[EXTRACTED TEXT]

May 9, 2009

Initially concerned

Sometimes when I get an intitialism-riddled press release, I can decipher it with some judicious Googling. But I was stumped by a release from a bank about its new "BSA officer."

Boy Scouts of America?
Business Software Alliance?
Boston Society of Architects?

Those were some of the top Google results. None in the first pageful had to do with banking.

Just for kicks,* I looked at Wikipedia, which gave me a very entertaining list that includes:

  • Bearing Specialists Association

  • Belarusian Socialist Assembly

  • Bethesda Softworks Archive

  • Birmingham School of Acting

  • Bismuth (Bi), Tin (Sn), Silver (Ag) solder

  • Botanical Society of America

  • Bovine serum albumin

  • Brazilian Space Agency

  • British Soap Awards

  • British Stratego Association

and much more.

Fortunately, the bank's publicist quickly responded to my e-mail request for a translation: "Bank Secrecy Act." Without that information, I would have had to omit the item. Of course, I would be much happier had I been given plain English to begin with.

Stored data entries
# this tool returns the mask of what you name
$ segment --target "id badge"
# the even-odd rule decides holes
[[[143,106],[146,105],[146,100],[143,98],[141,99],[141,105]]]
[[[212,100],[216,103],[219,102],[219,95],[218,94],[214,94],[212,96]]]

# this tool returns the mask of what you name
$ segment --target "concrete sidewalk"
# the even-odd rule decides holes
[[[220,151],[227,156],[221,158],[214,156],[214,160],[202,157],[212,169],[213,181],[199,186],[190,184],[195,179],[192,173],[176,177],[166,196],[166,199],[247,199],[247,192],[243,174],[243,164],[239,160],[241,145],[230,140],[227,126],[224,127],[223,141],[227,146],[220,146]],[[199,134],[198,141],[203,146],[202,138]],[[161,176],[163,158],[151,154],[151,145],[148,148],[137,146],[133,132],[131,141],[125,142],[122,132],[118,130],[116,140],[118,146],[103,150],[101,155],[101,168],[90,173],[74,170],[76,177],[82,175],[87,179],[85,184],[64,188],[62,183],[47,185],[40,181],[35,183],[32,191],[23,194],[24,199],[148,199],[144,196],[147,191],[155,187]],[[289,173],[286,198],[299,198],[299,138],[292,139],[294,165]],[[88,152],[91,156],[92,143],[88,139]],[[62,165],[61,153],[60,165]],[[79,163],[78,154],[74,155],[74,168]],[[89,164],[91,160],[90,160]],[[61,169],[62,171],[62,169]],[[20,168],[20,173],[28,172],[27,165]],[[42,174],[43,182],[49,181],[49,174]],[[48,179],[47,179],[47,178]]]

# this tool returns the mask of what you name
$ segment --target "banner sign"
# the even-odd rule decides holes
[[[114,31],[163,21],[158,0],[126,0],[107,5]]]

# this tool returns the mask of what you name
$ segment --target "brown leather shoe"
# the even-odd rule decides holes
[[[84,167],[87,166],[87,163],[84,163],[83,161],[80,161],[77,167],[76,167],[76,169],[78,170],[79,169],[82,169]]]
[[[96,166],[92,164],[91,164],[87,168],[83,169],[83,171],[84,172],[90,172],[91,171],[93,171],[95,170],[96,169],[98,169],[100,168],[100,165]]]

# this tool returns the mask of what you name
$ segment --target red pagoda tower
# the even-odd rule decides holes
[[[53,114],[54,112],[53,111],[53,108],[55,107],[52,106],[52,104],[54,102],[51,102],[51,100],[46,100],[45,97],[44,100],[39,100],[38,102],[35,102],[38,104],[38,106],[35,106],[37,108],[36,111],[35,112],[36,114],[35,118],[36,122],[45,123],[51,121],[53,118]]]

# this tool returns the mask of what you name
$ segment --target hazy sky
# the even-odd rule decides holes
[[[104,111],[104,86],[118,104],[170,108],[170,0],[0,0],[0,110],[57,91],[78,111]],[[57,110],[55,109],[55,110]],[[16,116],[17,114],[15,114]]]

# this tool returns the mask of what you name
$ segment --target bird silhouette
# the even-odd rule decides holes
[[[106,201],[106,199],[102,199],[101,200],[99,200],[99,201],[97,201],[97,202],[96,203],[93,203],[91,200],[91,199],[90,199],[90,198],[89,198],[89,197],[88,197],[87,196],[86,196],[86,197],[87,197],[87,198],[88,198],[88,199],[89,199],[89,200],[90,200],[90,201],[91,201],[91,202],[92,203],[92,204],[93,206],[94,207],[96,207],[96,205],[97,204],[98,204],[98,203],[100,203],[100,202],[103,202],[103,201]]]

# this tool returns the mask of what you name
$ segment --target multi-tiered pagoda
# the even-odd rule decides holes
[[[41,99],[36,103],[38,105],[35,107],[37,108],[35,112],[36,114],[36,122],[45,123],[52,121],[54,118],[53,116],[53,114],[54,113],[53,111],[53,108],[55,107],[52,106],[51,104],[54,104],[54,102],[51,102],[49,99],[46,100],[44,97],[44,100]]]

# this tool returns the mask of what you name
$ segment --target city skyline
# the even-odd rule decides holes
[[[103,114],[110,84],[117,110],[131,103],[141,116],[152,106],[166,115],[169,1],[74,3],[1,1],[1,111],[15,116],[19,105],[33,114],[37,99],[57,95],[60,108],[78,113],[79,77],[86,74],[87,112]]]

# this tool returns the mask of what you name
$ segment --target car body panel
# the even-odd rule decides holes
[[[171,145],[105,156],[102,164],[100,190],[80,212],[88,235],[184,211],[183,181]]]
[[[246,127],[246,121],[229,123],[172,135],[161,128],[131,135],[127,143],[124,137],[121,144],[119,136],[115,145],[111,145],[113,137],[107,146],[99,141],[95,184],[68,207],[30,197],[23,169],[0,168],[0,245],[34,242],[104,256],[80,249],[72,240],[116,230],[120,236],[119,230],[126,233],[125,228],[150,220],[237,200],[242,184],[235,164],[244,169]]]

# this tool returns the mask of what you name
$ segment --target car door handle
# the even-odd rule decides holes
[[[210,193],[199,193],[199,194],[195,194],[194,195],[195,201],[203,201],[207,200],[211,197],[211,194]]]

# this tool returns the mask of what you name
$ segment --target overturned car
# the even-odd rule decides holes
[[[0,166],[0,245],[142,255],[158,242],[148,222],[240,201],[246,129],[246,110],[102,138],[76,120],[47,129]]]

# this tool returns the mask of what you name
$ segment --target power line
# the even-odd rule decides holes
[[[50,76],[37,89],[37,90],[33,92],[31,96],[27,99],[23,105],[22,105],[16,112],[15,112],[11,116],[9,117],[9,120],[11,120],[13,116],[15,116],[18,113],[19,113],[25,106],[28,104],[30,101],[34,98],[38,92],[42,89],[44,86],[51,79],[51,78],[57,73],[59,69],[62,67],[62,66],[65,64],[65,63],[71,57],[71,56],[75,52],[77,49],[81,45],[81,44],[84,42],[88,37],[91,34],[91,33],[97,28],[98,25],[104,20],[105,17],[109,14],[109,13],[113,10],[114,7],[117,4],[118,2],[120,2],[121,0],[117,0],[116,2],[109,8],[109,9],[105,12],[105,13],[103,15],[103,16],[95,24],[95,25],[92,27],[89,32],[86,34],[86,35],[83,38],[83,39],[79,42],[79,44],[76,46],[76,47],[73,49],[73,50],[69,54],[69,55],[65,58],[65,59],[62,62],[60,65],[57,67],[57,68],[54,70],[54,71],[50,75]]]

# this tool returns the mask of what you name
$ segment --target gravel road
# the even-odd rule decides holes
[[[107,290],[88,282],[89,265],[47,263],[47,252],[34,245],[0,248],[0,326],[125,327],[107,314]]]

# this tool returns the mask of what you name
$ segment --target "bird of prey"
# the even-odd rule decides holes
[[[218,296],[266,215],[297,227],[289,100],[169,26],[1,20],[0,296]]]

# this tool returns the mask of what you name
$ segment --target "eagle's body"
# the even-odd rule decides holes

[AIM OF THE TASK]
Carry on the post about the bank's puzzling "BSA officer" release, starting right after its last sentence.

[ANSWER SPACE]
This is a larger issue at daily newspapers, where staff cuts have been staggering. As journalists increasingly rely on publicists to provide information, that information must be correct, concise, and clear.

Clarity requires translating initialisms and other jargon into plain English. Only a handful -- CEO, CPA and MBA are the first that come to mind -- are so well-known as to need no explanation.

And frankly, outside of a business context, even those are iffy. There are circles in which those would be seen as referring to "Collegiate Entrepreneurs' Organization," "Craft Potters' Association" and "Marine Biological Association," respectively.

* — That Wikipedia is unusable as a source for proper journalism has, I think, now been well-established.